Answer with one number only, the count of lines in the material below that hold "barrel".

* [MATERIAL PROVIDED]
───
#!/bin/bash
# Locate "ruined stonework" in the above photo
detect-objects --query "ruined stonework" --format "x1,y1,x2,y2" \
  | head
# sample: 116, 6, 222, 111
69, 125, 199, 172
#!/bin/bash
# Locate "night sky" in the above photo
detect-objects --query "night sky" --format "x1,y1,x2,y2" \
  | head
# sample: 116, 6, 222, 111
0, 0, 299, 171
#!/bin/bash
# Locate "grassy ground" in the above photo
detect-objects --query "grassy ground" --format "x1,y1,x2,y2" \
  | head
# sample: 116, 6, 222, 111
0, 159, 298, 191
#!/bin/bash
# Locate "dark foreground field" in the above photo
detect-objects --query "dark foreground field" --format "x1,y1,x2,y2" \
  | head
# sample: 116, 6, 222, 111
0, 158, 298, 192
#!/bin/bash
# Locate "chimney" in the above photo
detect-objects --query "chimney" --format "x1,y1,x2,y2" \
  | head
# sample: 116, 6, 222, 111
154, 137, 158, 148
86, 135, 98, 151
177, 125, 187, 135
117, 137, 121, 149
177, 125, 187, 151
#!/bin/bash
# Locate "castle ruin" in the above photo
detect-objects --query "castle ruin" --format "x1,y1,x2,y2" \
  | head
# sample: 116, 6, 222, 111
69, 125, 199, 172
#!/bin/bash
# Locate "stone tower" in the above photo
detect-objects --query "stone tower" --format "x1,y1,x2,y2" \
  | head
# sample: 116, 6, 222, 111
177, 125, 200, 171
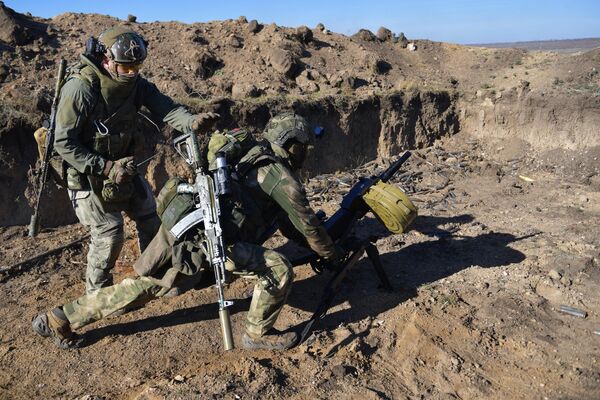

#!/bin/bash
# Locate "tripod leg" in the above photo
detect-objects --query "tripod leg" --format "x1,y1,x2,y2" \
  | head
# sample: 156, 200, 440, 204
297, 247, 366, 344
365, 243, 393, 291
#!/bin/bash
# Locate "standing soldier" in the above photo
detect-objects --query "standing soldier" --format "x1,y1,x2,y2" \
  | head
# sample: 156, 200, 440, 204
54, 26, 218, 293
33, 113, 341, 350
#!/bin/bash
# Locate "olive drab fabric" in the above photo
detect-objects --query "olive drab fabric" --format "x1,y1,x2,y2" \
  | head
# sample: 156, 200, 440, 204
155, 177, 196, 232
252, 161, 336, 258
63, 231, 293, 339
54, 54, 197, 187
69, 182, 160, 292
208, 140, 336, 258
362, 180, 418, 234
206, 128, 257, 171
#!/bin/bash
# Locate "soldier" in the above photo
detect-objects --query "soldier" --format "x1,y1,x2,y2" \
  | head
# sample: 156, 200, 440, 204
54, 26, 218, 294
33, 113, 341, 350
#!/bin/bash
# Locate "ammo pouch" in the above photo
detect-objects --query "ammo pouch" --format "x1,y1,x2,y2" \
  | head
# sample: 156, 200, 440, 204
65, 165, 88, 190
362, 181, 418, 234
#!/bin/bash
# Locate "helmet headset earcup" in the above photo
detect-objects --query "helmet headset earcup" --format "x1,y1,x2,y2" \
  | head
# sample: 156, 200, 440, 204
84, 36, 107, 62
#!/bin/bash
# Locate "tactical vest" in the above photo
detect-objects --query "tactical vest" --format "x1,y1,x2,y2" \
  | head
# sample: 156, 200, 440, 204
62, 60, 144, 191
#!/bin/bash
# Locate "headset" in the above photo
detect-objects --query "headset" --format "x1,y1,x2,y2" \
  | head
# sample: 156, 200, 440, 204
84, 37, 106, 62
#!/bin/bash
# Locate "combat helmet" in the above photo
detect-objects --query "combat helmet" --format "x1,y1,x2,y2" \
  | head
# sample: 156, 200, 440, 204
263, 112, 313, 169
99, 26, 148, 64
263, 112, 312, 148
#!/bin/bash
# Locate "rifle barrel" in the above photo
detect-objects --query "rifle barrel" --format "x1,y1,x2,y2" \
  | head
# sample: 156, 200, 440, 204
28, 59, 67, 238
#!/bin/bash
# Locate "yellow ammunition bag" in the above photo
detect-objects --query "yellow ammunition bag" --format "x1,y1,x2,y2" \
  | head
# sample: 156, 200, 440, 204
362, 181, 417, 234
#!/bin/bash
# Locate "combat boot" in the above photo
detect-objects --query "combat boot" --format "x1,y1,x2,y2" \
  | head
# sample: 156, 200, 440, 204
242, 329, 298, 350
31, 307, 82, 349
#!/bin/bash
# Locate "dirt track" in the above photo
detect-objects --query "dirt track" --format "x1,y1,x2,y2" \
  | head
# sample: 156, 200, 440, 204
1, 2, 600, 399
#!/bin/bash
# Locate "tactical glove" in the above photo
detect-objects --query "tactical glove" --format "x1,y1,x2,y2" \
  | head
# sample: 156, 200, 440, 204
324, 244, 347, 269
191, 112, 220, 133
103, 156, 136, 184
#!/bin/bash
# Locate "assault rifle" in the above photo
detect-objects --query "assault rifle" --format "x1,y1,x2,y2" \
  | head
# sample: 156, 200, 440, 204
───
* [SOLUTION TO THIS EXERCISE] 2